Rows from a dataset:
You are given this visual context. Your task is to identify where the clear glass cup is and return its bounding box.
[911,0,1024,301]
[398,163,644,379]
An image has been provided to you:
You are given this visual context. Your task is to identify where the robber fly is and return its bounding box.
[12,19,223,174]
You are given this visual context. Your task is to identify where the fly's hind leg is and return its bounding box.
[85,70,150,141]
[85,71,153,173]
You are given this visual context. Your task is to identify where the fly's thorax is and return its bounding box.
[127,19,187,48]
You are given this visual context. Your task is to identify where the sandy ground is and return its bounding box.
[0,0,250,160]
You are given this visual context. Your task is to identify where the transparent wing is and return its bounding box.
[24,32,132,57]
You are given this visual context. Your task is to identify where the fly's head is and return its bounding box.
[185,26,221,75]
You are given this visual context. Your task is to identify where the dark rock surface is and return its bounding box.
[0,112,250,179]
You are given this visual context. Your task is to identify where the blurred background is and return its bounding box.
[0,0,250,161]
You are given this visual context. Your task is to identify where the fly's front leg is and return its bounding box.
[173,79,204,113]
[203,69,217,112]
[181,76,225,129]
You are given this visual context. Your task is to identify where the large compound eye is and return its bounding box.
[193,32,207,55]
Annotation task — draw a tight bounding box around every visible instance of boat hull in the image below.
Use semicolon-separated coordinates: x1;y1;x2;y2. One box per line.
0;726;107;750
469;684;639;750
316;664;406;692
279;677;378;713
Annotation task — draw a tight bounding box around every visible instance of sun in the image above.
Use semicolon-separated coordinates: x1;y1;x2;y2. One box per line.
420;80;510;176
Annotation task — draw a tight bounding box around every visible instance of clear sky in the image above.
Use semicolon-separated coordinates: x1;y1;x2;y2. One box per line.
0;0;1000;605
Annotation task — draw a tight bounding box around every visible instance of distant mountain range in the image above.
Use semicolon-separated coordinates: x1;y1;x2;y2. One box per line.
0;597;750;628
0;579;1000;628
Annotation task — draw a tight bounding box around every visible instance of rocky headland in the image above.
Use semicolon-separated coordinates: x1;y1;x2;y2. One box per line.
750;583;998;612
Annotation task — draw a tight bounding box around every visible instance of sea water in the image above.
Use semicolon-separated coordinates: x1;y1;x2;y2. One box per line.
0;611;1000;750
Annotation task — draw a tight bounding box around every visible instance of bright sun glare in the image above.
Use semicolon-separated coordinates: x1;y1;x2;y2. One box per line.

#### Aim of the exercise:
Render the stretch from the line containing "background is and return its bounding box." through the line containing "[193,32,207,55]" as a numbered list, leaving out any blank lines.

#### Answer to the problem:
1. You are given this visual context. Your task is to identify where the blurred background is and return its bounding box.
2. [0,0,250,161]
3. You are given this visual context. Your task is to identify where the fly's front leg is and return its bounding box.
4. [173,79,204,113]
5. [203,69,217,112]
6. [181,76,225,129]
7. You are given this visual context. Your task is to identify where the large compound eye is and return its bounding box.
8. [193,32,207,55]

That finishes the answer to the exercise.